* _What to do_: Transcribe the records in full, keeping every character as it is.

(Beginning of Available data)

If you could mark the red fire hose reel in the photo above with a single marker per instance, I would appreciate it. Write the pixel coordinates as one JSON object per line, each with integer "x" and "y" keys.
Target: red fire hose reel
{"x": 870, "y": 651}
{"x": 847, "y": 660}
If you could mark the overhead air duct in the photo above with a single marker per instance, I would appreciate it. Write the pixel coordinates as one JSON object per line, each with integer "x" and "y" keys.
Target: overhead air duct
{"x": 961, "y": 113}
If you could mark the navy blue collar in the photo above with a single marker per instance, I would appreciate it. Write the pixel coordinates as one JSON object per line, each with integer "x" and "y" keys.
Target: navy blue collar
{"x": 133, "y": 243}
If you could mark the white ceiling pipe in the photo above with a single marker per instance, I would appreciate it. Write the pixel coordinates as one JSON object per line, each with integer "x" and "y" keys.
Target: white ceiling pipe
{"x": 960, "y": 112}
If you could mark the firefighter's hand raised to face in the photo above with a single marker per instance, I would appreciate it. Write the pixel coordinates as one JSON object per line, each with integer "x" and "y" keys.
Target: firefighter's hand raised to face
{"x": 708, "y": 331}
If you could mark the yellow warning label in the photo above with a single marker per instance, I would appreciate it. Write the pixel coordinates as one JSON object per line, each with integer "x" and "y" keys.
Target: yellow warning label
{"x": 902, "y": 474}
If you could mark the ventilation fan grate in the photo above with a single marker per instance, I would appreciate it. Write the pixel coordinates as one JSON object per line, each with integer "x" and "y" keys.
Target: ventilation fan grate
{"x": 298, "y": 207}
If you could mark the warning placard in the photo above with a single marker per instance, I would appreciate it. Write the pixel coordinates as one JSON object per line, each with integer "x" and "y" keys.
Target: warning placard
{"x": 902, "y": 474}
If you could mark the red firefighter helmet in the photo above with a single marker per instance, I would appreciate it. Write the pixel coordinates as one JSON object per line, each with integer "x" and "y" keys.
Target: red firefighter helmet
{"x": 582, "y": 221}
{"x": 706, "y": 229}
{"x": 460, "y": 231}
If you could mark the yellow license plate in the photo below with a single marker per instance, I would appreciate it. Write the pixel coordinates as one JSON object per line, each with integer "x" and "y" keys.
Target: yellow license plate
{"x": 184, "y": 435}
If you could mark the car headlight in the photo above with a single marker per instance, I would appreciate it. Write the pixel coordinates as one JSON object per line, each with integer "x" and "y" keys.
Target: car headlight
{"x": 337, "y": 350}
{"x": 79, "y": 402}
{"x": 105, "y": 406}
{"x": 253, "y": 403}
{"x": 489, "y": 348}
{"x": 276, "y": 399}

(End of Available data)

* _Answer to the problem_:
If you could mark the red fire hose reel in the photo above with a single marker per instance, I would appreciate it. Write the pixel coordinates as one JSON object per line, each with integer "x" and "y" keys.
Target: red fire hose reel
{"x": 870, "y": 651}
{"x": 847, "y": 660}
If you could mark the overhead air duct in the photo above with a single marker per instance, I would appreciate it. Write the pixel coordinates as one JSON object per line, each with integer "x" and "y" keys.
Target: overhead air duct
{"x": 961, "y": 113}
If you could mark the navy blue collar in the photo above with a single marker per instance, I would appreciate it. Write the pixel coordinates as one JSON object per line, each with integer "x" and "y" keys.
Target: navy blue collar
{"x": 133, "y": 243}
If you could mark the white ceiling pipe in the photo above with a single marker per instance, I would appreciate it. Write the pixel coordinates as one JSON object per line, each with integer "x" and "y" keys.
Target: white ceiling pipe
{"x": 960, "y": 112}
If you could mark the firefighter's hand raised to face in the photo above with a single marker per instance, I would appreciate it. Write the pixel coordinates as one JSON object per line, each with integer "x" and "y" keys.
Target: firefighter's hand raised to face
{"x": 708, "y": 331}
If you could mark the yellow warning label in the photo above with a single marker per instance, I would appreciate it. Write the pixel coordinates as one JSON object per line, each with integer "x" and "y" keys.
Target: yellow warning label
{"x": 902, "y": 474}
If you could mark the ventilation fan grate in the photo above with a single marker per instance, I would appreciate it. Write the pixel coordinates as one JSON object per line, each with integer "x" and "y" keys.
Target: ventilation fan grate
{"x": 298, "y": 207}
If you could mark the warning placard in the photo above with a single marker per instance, I would appreciate it. Write the pixel coordinates as one JSON object per line, each with integer "x" and "y" keys.
Target: warning placard
{"x": 902, "y": 474}
If you could mark the red firefighter helmet in the photo above with a single marker per instance, I would appreciate it. Write the pixel coordinates as one JSON object per line, each with integer "x" and "y" keys.
Target: red firefighter helmet
{"x": 582, "y": 221}
{"x": 706, "y": 229}
{"x": 460, "y": 231}
If you could mark the yellow license plate in the photo below with a single marker per instance, I would appreciate it. Write the pixel coordinates as one JSON object per line, each with integer "x" and "y" keys.
Target: yellow license plate
{"x": 184, "y": 435}
If you could mark the car headlight in the photo above with a single marker per instance, I would appreciate it. Write the pixel coordinates as one JSON object per line, each with integer "x" and "y" keys.
Target: car headlight
{"x": 337, "y": 350}
{"x": 79, "y": 402}
{"x": 105, "y": 406}
{"x": 253, "y": 403}
{"x": 489, "y": 348}
{"x": 276, "y": 399}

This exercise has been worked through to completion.